FRAGMENTO SELECCIONADO:
-------------------------

LA VIRGEN MARÍA, REINA DE LOS APÓSTOLES
1.
De la exhortación apostólica Marialis cultus, del papa Pablo sexto
(Núms. 35-37)
María, modelo de la mujer contemporánea
La Virgen María ha sido propuesta siempre por la Iglesia a la imitación de los fieles no precisamente por el tipo de vida que ella llevó y, tanto menos, por el ambiente socio-cultural en que se desarrolló, hoy día superado casi en todas
partes, sino porque en sus condiciones concretas de vida, ella se adhirió total y responsablemente a la voluntad de Dios; porque acogió la palabra y la puso en práctica; porque su acción estuvo animada por la caridad y por el espíritu de servicio; porque, es decir, fue la primera y la más perfecta discípula de Cristo: lo cual tiene valor universal y permanente.
Se debe considerar normal, pues, que las generaciones cristianas, al contemplar la figura y la misión de María —como mujer nueva y perfecta cristiana que resume en sí misma las situaciones más características de la vida femenina porque es virgen, esposa, madre—, hayan considerado a la madre de Jesús como «modelo eximio» de la condición femenina y ejemplar «limpidísimo» de la vida evangélica, y hayan plasmado estos sentimientos según las categorías y los modos expresivos propios de su época.

-------------------------

FILAS PROPORCIONADAS:
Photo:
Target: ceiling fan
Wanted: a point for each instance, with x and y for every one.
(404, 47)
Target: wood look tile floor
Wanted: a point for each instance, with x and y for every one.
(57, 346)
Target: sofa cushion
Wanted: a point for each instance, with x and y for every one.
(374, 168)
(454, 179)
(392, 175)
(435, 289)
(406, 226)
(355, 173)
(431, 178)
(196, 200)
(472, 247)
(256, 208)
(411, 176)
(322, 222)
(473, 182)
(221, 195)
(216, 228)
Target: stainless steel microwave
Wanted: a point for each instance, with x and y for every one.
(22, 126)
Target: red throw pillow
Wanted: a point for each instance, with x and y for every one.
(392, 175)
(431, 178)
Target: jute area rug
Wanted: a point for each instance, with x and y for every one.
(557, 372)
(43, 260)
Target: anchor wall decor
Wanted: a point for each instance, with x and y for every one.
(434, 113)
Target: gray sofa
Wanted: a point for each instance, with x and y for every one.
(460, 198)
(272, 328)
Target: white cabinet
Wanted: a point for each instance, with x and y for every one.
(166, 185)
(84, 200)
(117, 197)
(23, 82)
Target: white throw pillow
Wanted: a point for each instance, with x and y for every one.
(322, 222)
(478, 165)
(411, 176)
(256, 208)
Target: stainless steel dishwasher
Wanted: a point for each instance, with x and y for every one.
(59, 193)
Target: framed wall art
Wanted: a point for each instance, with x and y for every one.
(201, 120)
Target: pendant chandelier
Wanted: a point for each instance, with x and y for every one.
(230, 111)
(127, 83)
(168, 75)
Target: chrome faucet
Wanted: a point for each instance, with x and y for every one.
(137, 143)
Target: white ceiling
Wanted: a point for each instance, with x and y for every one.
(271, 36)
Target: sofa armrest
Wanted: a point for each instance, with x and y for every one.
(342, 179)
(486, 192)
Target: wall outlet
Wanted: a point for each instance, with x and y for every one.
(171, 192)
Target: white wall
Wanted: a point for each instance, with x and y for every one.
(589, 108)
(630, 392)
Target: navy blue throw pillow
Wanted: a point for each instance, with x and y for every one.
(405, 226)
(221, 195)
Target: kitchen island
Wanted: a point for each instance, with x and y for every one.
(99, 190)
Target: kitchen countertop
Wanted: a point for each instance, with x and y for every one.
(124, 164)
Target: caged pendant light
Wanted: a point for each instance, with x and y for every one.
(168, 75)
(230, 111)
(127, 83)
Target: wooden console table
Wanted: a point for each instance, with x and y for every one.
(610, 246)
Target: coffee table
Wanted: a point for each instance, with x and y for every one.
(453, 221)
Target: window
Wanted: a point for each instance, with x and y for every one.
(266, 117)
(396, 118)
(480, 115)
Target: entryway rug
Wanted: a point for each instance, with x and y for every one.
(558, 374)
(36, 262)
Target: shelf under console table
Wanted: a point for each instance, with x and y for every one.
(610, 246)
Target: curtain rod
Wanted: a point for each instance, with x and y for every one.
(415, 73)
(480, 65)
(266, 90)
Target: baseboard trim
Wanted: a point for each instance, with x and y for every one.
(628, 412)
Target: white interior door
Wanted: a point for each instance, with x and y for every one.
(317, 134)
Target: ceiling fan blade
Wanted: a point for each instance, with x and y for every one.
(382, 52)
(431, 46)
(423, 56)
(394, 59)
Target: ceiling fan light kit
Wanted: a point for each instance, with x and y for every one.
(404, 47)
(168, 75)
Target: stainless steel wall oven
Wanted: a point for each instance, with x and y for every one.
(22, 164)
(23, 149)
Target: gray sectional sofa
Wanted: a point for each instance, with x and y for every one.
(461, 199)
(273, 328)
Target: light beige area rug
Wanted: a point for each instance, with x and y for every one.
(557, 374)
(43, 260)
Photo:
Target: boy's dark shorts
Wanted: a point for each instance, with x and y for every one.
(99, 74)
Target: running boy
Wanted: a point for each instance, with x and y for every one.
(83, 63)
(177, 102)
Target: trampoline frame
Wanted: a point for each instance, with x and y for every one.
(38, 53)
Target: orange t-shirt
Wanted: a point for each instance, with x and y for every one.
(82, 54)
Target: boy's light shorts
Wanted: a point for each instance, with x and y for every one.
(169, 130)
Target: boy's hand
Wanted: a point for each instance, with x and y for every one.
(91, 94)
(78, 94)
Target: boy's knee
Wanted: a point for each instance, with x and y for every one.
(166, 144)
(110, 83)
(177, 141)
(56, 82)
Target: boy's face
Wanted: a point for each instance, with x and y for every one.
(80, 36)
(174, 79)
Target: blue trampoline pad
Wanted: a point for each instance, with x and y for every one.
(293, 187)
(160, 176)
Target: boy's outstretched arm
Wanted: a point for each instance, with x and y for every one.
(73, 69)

-------------------------

TAREAS POR REALIZAR:
• 1. Enumera los estados de la vida femenina que, según el fragmento, María resume en sí misma.
• 2. Extrae de las filas cada línea que contenga la cadena "steel", teniendo en cuenta las mayúsculas y minúsculas.
Las filas no tienen ninguna relación con el fragmento.

RESULTADOS ESPERADOS:
• 1. Virgen, esposa y madre.

• 2.
Target: stainless steel microwave
Target: stainless steel dishwasher
Target: stainless steel wall oven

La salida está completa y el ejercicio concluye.